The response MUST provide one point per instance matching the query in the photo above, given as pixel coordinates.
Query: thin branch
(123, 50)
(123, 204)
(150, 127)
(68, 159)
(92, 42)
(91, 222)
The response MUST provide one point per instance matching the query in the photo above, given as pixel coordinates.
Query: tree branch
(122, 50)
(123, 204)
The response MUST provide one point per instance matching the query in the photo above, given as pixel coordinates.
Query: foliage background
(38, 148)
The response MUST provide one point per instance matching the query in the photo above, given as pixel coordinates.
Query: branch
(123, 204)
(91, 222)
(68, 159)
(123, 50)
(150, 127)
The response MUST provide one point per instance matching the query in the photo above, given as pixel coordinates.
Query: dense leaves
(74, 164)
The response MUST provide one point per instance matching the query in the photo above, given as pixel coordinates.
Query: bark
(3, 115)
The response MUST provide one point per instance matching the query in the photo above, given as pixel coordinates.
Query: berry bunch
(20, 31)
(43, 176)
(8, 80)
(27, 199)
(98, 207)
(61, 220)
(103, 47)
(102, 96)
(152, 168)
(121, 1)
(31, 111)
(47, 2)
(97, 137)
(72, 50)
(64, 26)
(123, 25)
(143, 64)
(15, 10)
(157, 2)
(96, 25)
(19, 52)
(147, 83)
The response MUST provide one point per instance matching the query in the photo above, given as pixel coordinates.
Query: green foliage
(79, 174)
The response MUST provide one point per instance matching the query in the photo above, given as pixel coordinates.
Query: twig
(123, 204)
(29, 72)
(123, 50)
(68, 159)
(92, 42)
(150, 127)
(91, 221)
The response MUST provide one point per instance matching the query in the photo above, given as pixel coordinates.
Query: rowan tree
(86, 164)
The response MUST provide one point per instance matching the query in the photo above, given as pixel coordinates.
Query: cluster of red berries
☆ ☆ ☆ ☆
§ ASSIGNED TASK: Transcribe the full listing exactly, keeping every word as it is.

§ RESPONSE AREA:
The response MUST provide one point per instance matching the query in the photo above, given as pixel coordinates.
Query: thin branch
(123, 50)
(123, 204)
(150, 127)
(68, 159)
(92, 42)
(91, 222)
The response MUST provide one point per instance matching the query in the photo above, given as pixel coordinates.
Query: tree branch
(122, 50)
(123, 204)
The response MUST provide one point per instance matching the query in the photo above, given as pixel coordinates.
Query: foliage background
(38, 148)
The response MUST provide one point per instance matching the query in the photo above, given as pixel coordinates.
Query: branch
(123, 204)
(91, 222)
(68, 159)
(123, 50)
(150, 127)
The response MUST provide one point per instance matching the query in the photo above, given as pixel coordinates.
Query: dense leaves
(74, 164)
The response MUST provide one point per instance matching the query in the photo above, given as pixel coordinates.
Query: bark
(3, 115)
The response MUST provide one point per instance matching the query in the photo above, given as pixel coordinates.
Query: berry bunch
(20, 31)
(43, 176)
(8, 80)
(27, 199)
(98, 207)
(61, 220)
(103, 47)
(102, 96)
(152, 168)
(121, 1)
(31, 111)
(47, 2)
(97, 137)
(72, 50)
(64, 26)
(123, 25)
(143, 64)
(15, 10)
(157, 2)
(96, 25)
(19, 52)
(147, 83)
The response MUST provide one point per instance matching the query in the photo above, given as pixel coordinates.
Query: green foliage
(79, 174)
The response MUST provide one point per instance matching the query in the photo above, given as pixel coordinates.
Query: twig
(123, 204)
(29, 72)
(123, 50)
(68, 159)
(92, 42)
(150, 127)
(91, 221)
The response MUST provide one point per instance matching the query in the photo above, given as pixel coordinates.
Query: rowan tree
(86, 164)
The response MUST provide one point per instance matching the query in the photo above, given as pixel coordinates.
Query: cluster of red berries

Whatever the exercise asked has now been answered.